**Listed entries**.
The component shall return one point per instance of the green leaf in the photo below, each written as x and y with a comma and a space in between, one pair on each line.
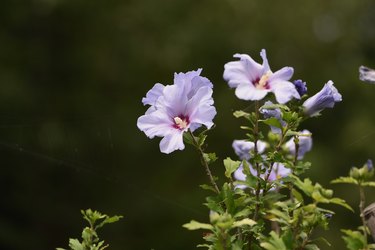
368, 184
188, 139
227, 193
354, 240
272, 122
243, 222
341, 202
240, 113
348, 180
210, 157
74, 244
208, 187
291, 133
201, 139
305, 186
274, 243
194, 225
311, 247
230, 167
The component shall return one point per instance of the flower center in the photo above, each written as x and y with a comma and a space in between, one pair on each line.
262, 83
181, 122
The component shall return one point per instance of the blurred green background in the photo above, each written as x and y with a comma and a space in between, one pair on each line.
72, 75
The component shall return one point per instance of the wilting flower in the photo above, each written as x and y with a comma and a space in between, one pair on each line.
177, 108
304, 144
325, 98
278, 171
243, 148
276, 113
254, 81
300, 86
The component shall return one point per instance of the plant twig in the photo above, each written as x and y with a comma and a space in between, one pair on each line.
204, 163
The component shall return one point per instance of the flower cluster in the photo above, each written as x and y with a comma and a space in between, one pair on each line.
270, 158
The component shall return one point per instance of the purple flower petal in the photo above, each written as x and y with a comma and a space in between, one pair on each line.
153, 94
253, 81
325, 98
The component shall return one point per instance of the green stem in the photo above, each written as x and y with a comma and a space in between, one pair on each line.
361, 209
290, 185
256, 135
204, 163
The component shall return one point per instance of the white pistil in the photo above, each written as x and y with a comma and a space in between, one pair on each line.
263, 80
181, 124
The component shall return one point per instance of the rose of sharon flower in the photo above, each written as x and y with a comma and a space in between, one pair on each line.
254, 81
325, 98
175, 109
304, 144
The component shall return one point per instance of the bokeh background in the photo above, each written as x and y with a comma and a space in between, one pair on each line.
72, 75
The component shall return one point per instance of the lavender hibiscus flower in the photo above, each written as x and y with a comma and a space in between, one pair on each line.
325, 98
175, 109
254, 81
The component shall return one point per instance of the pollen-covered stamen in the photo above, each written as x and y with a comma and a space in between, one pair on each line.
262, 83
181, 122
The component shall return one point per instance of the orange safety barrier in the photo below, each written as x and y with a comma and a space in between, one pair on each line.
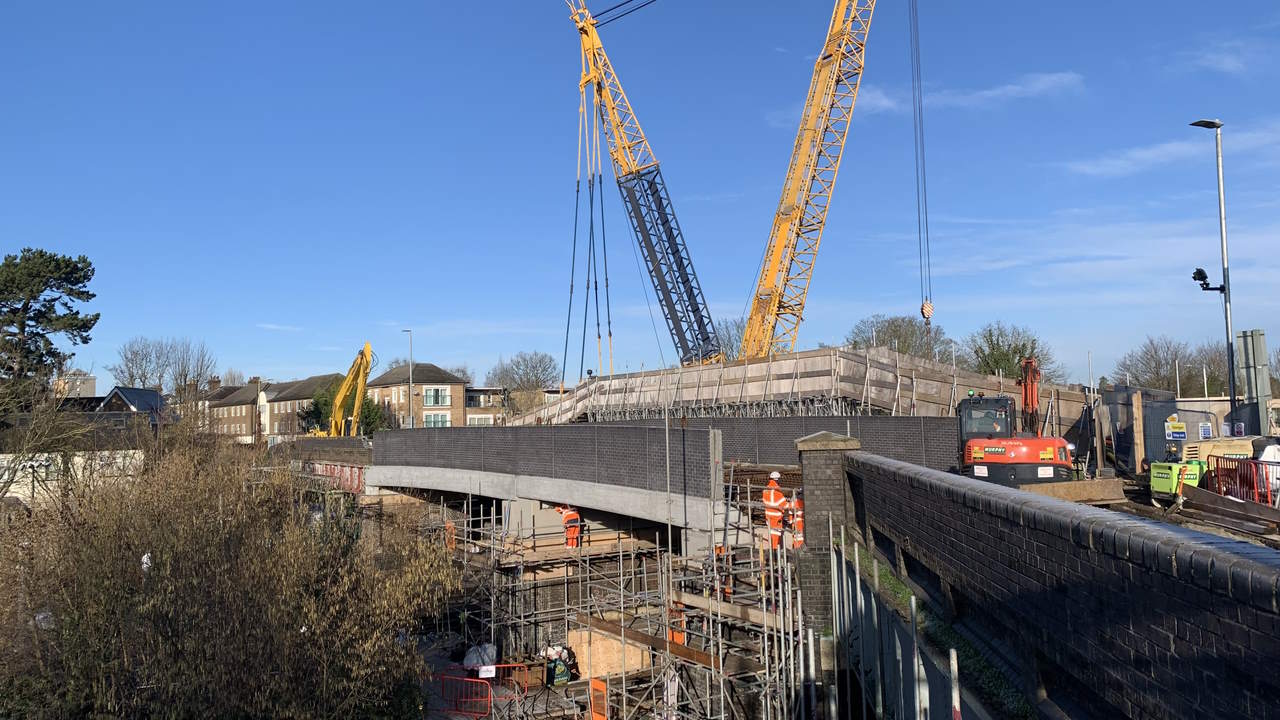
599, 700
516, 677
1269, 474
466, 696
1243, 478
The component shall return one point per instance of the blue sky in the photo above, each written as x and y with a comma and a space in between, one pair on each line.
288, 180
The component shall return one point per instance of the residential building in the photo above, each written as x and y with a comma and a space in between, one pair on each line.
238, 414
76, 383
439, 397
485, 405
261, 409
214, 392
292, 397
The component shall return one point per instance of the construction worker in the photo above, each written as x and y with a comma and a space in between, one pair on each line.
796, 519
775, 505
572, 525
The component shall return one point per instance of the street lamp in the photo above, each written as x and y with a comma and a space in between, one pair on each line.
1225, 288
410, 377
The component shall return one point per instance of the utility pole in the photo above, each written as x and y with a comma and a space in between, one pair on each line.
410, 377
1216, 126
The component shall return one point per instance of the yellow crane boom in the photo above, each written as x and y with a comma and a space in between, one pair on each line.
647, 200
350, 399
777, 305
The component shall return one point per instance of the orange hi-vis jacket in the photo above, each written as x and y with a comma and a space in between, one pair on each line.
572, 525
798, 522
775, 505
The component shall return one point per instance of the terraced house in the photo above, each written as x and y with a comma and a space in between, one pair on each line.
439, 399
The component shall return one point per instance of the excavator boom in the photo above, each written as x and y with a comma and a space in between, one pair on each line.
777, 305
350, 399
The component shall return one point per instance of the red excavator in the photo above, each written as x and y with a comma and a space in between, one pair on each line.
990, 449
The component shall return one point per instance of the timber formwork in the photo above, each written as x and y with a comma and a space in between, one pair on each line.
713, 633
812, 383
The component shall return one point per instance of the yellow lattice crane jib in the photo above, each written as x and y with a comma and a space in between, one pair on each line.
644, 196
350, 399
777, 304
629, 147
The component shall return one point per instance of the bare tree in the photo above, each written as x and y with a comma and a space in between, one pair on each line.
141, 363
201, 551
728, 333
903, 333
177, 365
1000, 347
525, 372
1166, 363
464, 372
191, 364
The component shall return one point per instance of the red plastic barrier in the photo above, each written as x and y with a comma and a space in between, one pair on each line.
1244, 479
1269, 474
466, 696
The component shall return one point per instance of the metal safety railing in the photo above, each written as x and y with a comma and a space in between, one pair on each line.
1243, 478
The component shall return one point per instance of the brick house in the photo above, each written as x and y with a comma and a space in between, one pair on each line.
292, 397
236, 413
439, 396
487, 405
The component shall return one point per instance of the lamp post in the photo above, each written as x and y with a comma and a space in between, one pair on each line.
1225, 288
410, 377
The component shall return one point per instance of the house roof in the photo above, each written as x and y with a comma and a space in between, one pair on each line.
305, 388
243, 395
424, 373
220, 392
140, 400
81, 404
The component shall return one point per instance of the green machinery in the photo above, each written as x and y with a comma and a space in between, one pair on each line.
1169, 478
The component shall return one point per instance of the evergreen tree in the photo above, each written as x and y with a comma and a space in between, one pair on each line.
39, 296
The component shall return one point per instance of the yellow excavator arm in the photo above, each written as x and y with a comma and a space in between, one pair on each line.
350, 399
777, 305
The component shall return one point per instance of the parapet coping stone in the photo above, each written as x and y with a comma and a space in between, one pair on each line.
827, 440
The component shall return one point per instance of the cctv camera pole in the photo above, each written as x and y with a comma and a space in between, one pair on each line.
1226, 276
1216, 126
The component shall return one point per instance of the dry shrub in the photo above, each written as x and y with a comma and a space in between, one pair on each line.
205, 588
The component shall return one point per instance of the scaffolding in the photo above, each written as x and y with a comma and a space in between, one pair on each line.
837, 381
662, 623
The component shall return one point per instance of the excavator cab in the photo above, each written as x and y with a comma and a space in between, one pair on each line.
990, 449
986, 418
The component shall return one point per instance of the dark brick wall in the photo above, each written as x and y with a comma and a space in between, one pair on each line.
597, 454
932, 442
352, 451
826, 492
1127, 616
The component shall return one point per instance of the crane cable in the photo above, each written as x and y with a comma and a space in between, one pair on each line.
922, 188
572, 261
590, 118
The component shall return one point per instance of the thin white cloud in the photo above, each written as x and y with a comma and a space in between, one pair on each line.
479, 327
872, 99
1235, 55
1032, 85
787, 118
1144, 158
...
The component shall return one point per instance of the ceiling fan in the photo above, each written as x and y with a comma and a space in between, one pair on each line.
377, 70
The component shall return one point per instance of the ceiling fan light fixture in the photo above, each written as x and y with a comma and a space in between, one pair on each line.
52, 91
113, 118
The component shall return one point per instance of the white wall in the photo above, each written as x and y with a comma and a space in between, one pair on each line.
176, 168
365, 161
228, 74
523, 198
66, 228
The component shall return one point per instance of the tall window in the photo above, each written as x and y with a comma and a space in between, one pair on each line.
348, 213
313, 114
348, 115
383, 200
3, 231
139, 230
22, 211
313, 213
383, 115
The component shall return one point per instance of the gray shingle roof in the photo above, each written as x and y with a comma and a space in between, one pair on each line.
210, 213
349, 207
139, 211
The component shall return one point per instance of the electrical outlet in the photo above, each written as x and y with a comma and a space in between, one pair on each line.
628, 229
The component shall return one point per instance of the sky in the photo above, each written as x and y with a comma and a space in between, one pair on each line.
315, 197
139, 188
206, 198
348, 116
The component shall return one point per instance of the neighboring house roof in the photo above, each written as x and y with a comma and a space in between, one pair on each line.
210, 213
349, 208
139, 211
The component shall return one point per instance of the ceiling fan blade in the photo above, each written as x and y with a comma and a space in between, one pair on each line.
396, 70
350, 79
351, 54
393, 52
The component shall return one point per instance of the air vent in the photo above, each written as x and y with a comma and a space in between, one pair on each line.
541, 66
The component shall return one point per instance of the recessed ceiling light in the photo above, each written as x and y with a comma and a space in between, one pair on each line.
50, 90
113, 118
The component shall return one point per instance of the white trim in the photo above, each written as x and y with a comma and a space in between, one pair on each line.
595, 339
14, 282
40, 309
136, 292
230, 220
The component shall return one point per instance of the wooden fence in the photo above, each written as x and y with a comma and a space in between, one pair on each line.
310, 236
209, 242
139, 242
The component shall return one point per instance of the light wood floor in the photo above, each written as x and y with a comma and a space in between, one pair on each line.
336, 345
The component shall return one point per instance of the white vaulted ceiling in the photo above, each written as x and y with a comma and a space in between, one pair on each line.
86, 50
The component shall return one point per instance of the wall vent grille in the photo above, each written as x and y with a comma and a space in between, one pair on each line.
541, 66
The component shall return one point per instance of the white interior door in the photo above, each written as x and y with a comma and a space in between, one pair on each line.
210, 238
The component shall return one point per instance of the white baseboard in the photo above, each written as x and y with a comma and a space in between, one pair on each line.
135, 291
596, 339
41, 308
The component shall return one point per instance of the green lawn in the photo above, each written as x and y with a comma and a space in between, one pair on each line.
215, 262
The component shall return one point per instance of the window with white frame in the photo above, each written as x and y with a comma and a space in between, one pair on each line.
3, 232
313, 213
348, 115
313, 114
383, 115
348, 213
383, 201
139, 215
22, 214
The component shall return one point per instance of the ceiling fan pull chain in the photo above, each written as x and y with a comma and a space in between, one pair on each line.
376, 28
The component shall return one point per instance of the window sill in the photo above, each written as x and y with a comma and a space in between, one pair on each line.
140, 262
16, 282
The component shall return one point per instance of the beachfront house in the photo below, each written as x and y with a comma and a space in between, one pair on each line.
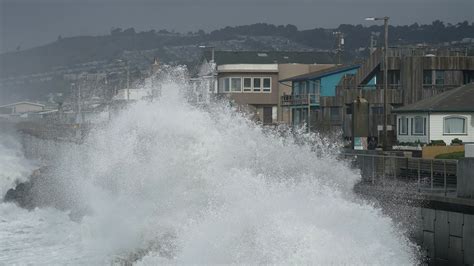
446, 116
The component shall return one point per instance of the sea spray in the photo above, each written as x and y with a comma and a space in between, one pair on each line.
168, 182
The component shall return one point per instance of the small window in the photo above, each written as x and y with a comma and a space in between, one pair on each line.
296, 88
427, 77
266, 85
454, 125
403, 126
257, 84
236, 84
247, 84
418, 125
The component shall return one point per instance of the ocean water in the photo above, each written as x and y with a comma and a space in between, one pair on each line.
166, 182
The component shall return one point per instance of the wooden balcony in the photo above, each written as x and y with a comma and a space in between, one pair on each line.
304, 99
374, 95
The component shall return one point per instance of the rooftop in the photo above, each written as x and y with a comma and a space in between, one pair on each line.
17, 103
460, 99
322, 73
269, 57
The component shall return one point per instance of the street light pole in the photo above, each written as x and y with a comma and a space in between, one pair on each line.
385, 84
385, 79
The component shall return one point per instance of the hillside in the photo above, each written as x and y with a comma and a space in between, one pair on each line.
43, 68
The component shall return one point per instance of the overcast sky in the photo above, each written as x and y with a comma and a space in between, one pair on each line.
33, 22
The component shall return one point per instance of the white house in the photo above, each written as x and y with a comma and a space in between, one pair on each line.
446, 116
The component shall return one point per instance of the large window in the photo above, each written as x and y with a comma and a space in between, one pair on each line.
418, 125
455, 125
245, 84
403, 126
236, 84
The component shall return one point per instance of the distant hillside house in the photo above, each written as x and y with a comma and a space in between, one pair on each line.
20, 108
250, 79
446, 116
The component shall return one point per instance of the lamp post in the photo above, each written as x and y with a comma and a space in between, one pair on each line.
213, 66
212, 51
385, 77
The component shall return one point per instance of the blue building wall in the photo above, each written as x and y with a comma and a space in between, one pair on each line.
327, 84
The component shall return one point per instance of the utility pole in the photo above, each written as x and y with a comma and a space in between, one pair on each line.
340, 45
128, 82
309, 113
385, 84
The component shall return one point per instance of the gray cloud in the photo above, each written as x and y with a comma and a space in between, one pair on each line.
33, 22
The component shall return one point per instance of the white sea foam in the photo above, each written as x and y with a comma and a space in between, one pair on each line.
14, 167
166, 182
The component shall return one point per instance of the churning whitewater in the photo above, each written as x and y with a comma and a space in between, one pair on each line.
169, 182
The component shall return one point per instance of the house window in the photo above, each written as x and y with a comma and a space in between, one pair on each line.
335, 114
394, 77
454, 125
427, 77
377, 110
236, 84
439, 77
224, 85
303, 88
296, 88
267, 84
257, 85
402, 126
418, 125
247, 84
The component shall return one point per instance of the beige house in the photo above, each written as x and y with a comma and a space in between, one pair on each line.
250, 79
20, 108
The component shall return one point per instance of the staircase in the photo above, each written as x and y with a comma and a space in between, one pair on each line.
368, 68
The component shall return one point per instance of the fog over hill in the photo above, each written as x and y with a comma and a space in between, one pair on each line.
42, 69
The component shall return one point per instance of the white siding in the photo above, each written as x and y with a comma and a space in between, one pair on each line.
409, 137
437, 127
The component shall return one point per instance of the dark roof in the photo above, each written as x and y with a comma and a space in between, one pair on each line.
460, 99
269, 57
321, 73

**Goal of the exercise**. Report how many lines of the material above contain the string "gray". Return only the number.

**Output below**. 2